(YOUR TASK) Please pick up the article on John Kennedy and Harold Macmillan after its final sentence and continue writing it.

>> Begin ARTICLE

John Kennedy and Harold Macmillan were the odd couple of the Special Relationship. Conjuring a picture of them from the cuttings files and obituaries, they seem almost comically mismatched. For much of the three years that they overlapped in their respective offices, the grouse-shooting British premier appeared ludicrously archaic next to a President who confidently promised to put men on the moon. Macmillan acted the part of the stereotypical English toff, brought up in the old tradition of great houses, tweed, and noblesse oblige, and Kennedy that of the thrusting New Frontiersman. When it came to sex, one of them quickly discovered and exploited a lifelong talent for charming women, and the other sustained a 46-year marriage characterized more by mutual affection and shared experience than by any grand passion.
In other ways, they were surprisingly similar. When the President and the PM came to visit each other, the meetings were a pilgrimage back to the scene of some of their most character-forming family history. For Kennedy, there was the seminal year he spent studying at the London School of Economics, shortly after which his father served as U.S. ambassador to Britain. Macmillan’s mother, the former Helen Belles, grew up in Spencer, Indiana, which she rather boldly left as a young woman in order to study music in Europe. In later years, the famously “unflappable” PM remarked that “I found it difficult to not break down” while on a sentimental journey to his mother’s birthplace. “I really felt that she was there watching us, and enjoying the satisfaction of so many of her hopes and ambitions for me . . . ”

>> End ARTICLE
>> Begin DATA SHOWN

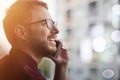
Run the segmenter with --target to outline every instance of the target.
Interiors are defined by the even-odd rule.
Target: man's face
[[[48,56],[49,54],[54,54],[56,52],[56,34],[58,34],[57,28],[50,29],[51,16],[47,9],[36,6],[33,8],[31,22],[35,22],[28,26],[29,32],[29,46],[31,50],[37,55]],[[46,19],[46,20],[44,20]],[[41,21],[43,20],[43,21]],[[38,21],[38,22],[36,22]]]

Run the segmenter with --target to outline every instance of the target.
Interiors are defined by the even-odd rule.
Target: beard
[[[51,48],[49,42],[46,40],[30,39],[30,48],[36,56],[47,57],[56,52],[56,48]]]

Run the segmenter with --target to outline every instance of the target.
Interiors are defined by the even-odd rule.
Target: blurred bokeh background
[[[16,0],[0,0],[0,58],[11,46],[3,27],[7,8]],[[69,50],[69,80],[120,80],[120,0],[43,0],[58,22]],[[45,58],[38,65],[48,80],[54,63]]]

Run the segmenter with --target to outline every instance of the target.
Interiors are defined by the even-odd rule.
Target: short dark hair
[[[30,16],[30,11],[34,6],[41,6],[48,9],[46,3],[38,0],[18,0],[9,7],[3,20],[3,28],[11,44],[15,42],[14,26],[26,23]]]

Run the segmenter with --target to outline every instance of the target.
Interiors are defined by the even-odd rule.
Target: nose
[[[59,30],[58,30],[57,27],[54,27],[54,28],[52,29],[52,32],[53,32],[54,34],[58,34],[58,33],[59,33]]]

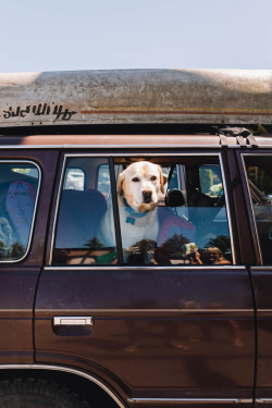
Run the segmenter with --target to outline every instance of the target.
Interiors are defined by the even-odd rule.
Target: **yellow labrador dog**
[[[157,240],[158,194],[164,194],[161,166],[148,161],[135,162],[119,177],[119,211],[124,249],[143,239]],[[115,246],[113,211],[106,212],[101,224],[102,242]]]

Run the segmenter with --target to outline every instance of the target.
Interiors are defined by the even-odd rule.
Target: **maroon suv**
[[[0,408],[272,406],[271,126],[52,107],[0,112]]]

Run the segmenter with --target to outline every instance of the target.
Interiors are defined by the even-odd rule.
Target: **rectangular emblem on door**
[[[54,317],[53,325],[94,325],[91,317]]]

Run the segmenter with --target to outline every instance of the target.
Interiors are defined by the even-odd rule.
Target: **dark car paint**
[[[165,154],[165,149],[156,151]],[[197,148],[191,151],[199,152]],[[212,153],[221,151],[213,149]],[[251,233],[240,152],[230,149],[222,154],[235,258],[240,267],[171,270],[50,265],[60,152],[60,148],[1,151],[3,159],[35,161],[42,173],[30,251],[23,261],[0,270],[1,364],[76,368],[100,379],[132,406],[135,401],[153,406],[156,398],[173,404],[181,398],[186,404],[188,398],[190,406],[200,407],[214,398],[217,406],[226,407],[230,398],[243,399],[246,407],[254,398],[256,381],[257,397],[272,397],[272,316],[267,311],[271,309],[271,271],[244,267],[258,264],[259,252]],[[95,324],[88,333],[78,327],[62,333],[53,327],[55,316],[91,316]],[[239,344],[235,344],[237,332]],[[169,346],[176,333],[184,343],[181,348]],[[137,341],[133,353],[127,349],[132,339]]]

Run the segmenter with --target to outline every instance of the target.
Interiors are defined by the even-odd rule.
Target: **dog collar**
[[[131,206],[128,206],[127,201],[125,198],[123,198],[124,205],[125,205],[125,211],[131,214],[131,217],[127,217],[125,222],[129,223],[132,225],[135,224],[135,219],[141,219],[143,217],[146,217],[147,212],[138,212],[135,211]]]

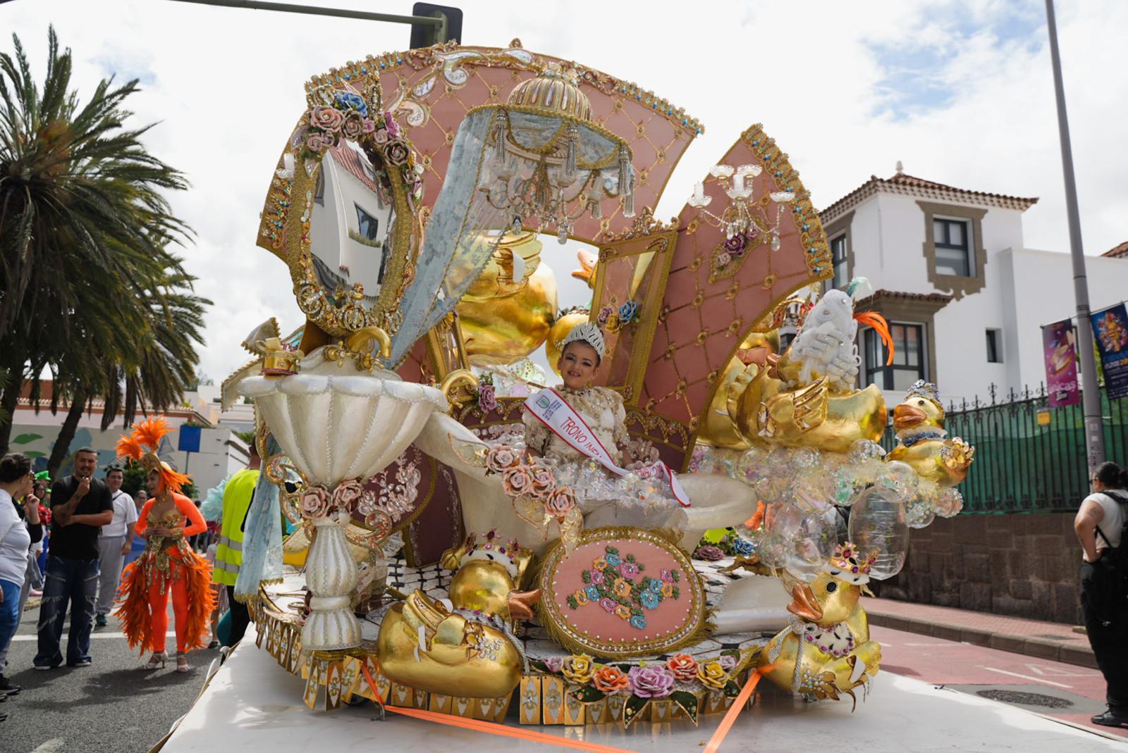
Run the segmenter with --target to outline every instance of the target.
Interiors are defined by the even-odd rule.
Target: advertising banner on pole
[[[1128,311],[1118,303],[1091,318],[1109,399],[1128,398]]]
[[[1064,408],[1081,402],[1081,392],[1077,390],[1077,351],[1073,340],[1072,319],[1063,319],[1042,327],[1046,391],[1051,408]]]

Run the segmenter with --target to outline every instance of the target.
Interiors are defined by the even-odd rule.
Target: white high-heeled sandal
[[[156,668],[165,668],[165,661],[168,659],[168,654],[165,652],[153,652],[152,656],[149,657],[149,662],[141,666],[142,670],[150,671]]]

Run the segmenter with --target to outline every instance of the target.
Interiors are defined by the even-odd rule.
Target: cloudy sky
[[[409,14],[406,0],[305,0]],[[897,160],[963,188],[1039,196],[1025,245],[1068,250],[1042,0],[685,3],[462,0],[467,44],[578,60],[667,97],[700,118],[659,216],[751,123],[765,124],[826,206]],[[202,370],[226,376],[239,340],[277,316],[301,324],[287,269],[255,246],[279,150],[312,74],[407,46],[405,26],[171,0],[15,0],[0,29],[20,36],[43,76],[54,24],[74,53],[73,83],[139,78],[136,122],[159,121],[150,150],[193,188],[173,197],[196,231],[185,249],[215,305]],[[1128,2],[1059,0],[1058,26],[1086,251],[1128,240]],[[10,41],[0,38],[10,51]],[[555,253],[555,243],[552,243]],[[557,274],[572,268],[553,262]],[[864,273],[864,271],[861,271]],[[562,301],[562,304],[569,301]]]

>> End DATA SHOWN

(THE REPLY)
Kennedy and Macmillan shared certain fundamental assumptions about the way the world works. But where one took the Soviet threat as it came, the other sought some intellectual cover for his actions. As Kennedy swiftly increased the U.S. defense budget, Macmillan labored on a scholarly tour d’horizon he called his “Grand Design.” Its central thesis was that the “great powers of the Free World—U.S.A., Britain, and Europe—should combine in a coherent effort to withstand the Communist tide all over the globe.” Quite apart from the need for a mutual-defense policy, the PM held out the hope of a more flexible Western monetary system, “including the expansion of credit by whatever means, orthodox or not.” It was a commendable effort to set out what amounted to a capitalist manifesto for the incoming administration, but Kennedy was characteristically wary in his response to it. John Kenneth Galbraith recalled that he had been summoned to the White House to discuss the Grand Design, and that a flustered President, after ransacking his office, was forced to admit that the document had been “misfiled.” It was eventually found stuffed under a crib in three-year-old Caroline Kennedy’s nursery.
With their vastly different economic and military resources, and the 3,000 miles separating their capitals, there was inevitably a touch of a headquarters-subsidiary relationship between the Atlantic allies. But what emerges time and again from a study of the archives is how often Macmillan was able to guide—and sometimes to dominate—Kennedy on a series of key foreign-policy issues. It may be true that the British generally put more effort than the Americans into preserving the “special” nature of the alliance. But it’s also true that London was to enjoy an unrivaled influence on the decisionmaking process in Washington, and that this privileged status became more pronounced in the years immediately following the abortive Anglo-French operation at Suez—and the furious presidential response to it—of October 1956. “The government and people of the United States [have] been greatly impressed by recent Soviet successes,” Macmillan told his cabinet just 12 months later.
They now recognize that no single country, however powerful, could alone withstand the Soviet threat . . . The prevailing mood in Washington was therefore favourable to proposals for closer Anglo-American co-operation, and [this] has been achieved.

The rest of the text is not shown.